* [Your tasks]
a) From the Srebrenica article, quote the passage that begins at the words "Two decades ago" and stops after the words "prevent the slaughter.".
b) List every person the Srebrenica article names.
c) Please carry on the Srebrenica article from the point where it stops.

* [Document]
The 1995 Srebrenica massacre will never be truly over so long as its perpetrators evade justice, Bosniaks in Istanbul believe.
Anadolu Agency spoke to Bosniaks (Bosnian Muslims) living in Turkey to hear their reflections over the mass murder on its 20th anniversary.
Two decades ago in July, towards the end of Bosnia's 1992-95 war, a town called Srebrenica in the eastern part of the former Yugoslav country witnessed the murder of at least 8,000 Bosnian men and boys.
Along with the forced deportation of around 30,000 women from their land, the incident became the worst mass murder in postwar Europe.
Despite a United Nations Security Council resolution which maintained that Srebrenica should remain "safe area", Serb forces attacked and captured the town.
Even the Dutchbat, several hundred Dutch soldiers under the command of the UN and entrusted to protect Srebrenica from all sides, could not prevent the slaughter.
Former Dutch defense minister Joris Voorhoeve said recently that if the UN had allowed air support for Bosniaks, the killings could have been prevented.
In Istanbul, one 27-year-old Bosnian woman spoke to Anadolu Agency about the scars the killings left on her loved ones.
"We especially avoid talking about the genocide within the family because it hurts us deeply," Amine Mucic Korkmaz says.
Her father, a lieutenant in the Bosnian government army, fought in the war. Her uncle and cousin died fighting for Srebrenica.
"I was a little child; I do not remember the war very clearly but I do remember the pain it created in the family and I still have to face the pain each time somebody talks about Srebrenica, not only on July 11 every year."
Nusret Sancakli, born in Bosnia’s Sandzak region, has been living in Istanbul for over half a century.
A prolific author and an active volunteer at the Bosnia-Sandzak Cultural and Aid Foundation in Istanbul, Sancakli talks about an interview he held with an elderly Bosniak woman two weeks ago.
"I asked her how she feels 20 years after Srebrenica massacre. And here is her answer:
'I feel even worse each day when I see the Srebrenica genocide perpetrators walking around the streets. Those who fought in the war died once, but we will continue to die until the murderers and rapists pay the price.'"
"Srebrenica is the Bosniak genocide," says Sancakli, "and the Bosniaks are the long-time residents of those lands."
"The world owes a lot to thousands of women who still feel the pain like that old lady,” agrees 64-year-old Davut Nuriler, who was once the coordinator of the Turkish Cooperation and Coordination Agency in Sarajevo.

* [Material supplied]
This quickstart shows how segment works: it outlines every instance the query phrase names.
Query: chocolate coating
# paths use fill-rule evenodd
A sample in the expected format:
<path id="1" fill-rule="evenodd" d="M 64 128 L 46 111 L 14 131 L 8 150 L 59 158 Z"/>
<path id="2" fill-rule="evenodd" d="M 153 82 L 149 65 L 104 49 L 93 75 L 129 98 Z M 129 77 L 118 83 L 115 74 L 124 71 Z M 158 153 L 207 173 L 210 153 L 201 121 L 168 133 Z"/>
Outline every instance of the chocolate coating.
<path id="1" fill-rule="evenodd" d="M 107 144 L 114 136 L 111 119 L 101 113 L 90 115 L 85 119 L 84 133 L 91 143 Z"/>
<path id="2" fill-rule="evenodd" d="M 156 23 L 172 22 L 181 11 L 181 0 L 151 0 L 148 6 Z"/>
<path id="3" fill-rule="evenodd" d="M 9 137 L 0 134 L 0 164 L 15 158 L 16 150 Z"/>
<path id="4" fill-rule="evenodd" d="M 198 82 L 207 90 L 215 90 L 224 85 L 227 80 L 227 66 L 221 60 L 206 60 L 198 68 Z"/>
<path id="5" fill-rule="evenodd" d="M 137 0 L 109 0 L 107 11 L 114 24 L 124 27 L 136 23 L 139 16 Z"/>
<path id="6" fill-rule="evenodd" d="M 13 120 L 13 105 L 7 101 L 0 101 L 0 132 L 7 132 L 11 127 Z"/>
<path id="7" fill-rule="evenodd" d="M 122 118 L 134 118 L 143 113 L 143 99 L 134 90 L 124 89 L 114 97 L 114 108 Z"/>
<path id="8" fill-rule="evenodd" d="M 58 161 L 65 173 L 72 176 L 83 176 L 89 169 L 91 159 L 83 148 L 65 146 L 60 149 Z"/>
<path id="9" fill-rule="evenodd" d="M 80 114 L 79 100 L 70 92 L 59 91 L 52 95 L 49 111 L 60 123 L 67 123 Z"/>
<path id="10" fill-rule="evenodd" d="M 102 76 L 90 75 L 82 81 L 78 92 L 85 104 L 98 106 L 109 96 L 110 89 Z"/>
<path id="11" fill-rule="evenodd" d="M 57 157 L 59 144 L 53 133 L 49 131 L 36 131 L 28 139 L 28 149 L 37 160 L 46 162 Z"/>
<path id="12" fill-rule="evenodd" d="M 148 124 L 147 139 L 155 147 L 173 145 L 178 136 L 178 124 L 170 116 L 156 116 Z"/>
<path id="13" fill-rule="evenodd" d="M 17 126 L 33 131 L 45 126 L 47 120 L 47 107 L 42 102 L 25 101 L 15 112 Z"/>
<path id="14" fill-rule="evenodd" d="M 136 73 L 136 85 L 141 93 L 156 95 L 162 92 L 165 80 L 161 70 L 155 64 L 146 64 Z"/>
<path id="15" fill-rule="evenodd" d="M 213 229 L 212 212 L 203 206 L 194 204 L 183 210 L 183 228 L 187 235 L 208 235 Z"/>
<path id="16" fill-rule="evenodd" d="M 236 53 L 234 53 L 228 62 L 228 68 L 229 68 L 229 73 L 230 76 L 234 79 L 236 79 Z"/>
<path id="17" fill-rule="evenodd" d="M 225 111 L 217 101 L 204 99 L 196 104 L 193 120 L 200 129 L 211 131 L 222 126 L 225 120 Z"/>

* [Answers for the exercise]
a)
Two decades ago in July, towards the end of Bosnia's 1992-95 war, a town called Srebrenica in the eastern part of the former Yugoslav country witnessed the murder of at least 8,000 Bosnian men and boys.
Along with the forced deportation of around 30,000 women from their land, the incident became the worst mass murder in postwar Europe.
Despite a United Nations Security Council resolution which maintained that Srebrenica should remain "safe area", Serb forces attacked and captured the town.
Even the Dutchbat, several hundred Dutch soldiers under the command of the UN and entrusted to protect Srebrenica from all sides, could not prevent the slaughter.

b)
Joris Voorhoeve
Amine Mucic Korkmaz
Nusret Sancakli
Davut Nuriler

c)
He points to a draft resolution that the U.K. recently submitted to the UN Security Council strongly condemning the "genocide at Srebrenica" and the United Nations’ failure to prevent it.
"It is only when the UN accepts Srebrenica as a genocide and brings the murderers to justice that [the pain of] those women-in-tears can be eased to some extent."
Having lived in Istanbul since 1958, Nuriler very often went to his hometown during the war, acting as a bridge between Turkey and the needy there.
"People in the Balkans are still expecting to see Turkey's sense of justice," Nuriler adds. "Turkey, like in the Ottoman times, still has an equal approach to the Balkan countries, investing in Serbia today as much as it invests to Bosnia, for instance."
The Balkans, being a geographical connection between Turkey and the Europe, is a priority for Turkey due to strong historical and cultural ties dating back hundreds of years.
Starting with Ottoman rule in the Balkans as early as the 14th century, there are Turkish minorities and communities across the Balkan countries as well as many citizens of Balkan-origin in Turkey itself.
Turkish officials have been attending commemorational services of the anniversary of the Srebrenica Genocide on July 11 every year.
In 2013, Prime Minister Ahmet Davutoglu, as Turkey's then foreign minister, said in a joint article with his Bosnian counterpart Zlatko Lagumdzija that "ethnic cleansing was the sickening theme of the conflict in Bosnia and Herzegovina," and that Srebrenica was a symbol of "brutality of the three-year conflict in the former Yugoslavia".
Over 40,000 Bosniaks came to Turkey to escape the carnage in Bosnia, says Saffet Erdem, Board Chairman of the Friends of Bosnia and Herzegovina Foundation in Istanbul.
Erdem was registering people who had arrived in Turkey without a passport. Their numbers were high, he says, "as they did not face a problem going through the Greek and Macedonian borders while trying to reach Turkey".
Today, however, Bosniaks who came to Turkey after Srebrenica massacre number less than 500, Erdem says "because most of them returned to Bosnia and Herzegovina so as not to leave the homeland abandoned".
Bosnia is home to Bosniaks, Serbs and Croats, with Bosniaks making up nearly half of the population; Serbs and Croats form the other half.
"Not all Serbs are responsible for the Srebrenica genocide," says Sancakli from the Bosnia-Sandzak Cultural and Aid Foundation. "It is the Serb Chetniks [Serbian radical nationalist guerrilla forces] who hate Bosniaks."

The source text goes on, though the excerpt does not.